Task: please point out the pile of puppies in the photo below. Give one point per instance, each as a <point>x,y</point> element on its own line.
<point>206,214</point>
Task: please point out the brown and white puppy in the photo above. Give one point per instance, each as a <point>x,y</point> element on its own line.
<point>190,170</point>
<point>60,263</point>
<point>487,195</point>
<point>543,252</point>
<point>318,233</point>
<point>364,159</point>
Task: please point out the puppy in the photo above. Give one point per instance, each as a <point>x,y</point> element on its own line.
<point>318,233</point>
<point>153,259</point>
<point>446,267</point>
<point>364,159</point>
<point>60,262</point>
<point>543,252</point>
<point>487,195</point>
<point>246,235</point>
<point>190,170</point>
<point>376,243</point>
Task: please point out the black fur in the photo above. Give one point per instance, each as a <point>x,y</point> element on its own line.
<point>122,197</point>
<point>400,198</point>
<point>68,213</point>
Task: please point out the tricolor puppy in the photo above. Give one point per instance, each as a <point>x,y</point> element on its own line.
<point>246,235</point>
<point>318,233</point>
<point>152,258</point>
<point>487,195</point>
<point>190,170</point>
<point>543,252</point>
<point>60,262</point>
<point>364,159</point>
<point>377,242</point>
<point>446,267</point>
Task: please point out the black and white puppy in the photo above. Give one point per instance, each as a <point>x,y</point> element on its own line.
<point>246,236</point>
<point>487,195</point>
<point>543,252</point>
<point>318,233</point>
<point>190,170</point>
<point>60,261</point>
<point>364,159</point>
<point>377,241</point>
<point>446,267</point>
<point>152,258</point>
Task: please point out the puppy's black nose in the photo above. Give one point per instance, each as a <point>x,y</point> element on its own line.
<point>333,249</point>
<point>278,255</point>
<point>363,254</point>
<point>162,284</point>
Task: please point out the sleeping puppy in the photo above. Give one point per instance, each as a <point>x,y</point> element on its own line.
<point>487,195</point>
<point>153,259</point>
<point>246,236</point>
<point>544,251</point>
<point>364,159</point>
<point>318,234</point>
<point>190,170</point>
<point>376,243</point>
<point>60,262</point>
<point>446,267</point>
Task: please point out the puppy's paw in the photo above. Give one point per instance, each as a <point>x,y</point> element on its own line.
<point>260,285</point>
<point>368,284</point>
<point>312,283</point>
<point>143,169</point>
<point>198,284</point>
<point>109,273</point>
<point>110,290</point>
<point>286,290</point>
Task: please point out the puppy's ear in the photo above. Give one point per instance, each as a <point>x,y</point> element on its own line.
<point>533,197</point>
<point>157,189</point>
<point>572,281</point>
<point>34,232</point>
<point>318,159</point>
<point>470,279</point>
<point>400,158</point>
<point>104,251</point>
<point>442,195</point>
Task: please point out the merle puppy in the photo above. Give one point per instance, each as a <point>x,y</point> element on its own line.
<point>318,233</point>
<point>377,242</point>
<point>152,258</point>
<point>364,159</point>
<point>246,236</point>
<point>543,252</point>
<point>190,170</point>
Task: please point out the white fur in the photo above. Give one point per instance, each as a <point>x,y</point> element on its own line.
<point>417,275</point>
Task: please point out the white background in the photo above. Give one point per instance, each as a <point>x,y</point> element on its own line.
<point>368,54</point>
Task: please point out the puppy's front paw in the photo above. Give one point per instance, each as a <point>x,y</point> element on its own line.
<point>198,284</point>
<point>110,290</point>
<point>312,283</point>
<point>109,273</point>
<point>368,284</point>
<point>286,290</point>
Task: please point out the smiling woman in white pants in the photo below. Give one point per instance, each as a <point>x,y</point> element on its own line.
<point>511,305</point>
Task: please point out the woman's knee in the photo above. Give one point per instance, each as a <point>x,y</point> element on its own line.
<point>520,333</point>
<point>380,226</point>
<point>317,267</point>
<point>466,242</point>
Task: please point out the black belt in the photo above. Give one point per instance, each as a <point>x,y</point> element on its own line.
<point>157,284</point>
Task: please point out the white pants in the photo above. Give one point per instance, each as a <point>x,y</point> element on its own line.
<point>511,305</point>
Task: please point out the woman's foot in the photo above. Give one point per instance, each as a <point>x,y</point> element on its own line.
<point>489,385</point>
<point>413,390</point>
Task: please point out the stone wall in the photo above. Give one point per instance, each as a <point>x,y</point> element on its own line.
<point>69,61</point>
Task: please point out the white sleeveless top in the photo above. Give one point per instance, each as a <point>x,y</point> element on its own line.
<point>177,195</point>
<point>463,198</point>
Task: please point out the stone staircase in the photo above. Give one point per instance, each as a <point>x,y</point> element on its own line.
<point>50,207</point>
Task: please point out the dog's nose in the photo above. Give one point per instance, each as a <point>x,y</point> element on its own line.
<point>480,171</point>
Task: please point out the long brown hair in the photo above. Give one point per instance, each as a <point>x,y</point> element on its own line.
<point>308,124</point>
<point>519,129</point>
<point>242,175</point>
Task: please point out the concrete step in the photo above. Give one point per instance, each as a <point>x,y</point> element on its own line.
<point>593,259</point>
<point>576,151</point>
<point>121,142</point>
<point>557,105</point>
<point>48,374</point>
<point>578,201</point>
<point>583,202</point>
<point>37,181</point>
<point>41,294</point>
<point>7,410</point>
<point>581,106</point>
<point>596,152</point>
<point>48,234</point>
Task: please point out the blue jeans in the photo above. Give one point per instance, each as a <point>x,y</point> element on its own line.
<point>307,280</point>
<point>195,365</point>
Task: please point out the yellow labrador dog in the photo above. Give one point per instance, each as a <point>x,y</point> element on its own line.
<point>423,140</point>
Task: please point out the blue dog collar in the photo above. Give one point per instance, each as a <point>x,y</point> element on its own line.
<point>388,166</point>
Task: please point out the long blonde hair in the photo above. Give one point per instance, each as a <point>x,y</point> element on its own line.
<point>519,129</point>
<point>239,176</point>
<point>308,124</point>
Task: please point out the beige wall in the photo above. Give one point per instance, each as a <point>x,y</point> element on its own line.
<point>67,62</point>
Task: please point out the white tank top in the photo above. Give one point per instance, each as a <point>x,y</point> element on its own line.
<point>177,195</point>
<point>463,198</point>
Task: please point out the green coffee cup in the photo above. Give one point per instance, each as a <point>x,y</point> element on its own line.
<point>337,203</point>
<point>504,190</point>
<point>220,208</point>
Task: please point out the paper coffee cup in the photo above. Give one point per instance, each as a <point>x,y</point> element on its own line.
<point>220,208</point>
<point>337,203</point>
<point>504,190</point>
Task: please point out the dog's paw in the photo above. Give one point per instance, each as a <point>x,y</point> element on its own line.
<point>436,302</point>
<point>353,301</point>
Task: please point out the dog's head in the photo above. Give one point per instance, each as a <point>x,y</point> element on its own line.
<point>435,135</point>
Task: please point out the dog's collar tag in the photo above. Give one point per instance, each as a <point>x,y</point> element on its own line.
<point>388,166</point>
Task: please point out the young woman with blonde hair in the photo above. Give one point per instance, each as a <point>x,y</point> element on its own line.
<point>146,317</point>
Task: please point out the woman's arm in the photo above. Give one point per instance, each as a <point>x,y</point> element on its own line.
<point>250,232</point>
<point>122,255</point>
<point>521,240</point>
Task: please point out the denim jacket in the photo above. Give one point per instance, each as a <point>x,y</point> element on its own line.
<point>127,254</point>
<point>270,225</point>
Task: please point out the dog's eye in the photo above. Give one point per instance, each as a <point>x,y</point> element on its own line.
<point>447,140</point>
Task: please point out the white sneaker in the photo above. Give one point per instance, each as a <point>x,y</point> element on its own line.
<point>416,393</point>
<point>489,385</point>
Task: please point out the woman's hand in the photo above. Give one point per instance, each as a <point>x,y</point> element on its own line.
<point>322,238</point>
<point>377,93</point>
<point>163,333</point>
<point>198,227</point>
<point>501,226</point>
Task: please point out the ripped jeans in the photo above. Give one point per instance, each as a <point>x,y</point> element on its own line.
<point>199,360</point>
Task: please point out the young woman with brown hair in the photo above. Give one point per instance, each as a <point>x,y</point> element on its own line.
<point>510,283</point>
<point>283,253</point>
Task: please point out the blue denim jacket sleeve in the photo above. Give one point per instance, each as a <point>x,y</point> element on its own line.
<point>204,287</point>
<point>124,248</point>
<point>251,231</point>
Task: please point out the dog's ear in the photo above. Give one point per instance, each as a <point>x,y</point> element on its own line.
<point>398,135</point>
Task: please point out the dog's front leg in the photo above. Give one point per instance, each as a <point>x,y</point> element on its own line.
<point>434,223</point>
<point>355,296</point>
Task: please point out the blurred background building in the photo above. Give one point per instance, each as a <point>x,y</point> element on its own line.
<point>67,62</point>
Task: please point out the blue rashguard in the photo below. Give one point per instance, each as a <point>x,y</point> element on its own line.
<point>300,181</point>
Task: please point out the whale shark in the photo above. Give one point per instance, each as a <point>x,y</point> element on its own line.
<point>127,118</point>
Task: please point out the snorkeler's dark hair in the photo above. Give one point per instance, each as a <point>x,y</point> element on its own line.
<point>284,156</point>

Work order: Print exactly the lines that run from the line containing "Task: please point out the snorkeler's" to the end of the data, both ends included.

Written reply:
Task: please point out the snorkeler's dark hair in the photo above. Give one point per instance, each as a <point>x,y</point> element on its own line.
<point>284,156</point>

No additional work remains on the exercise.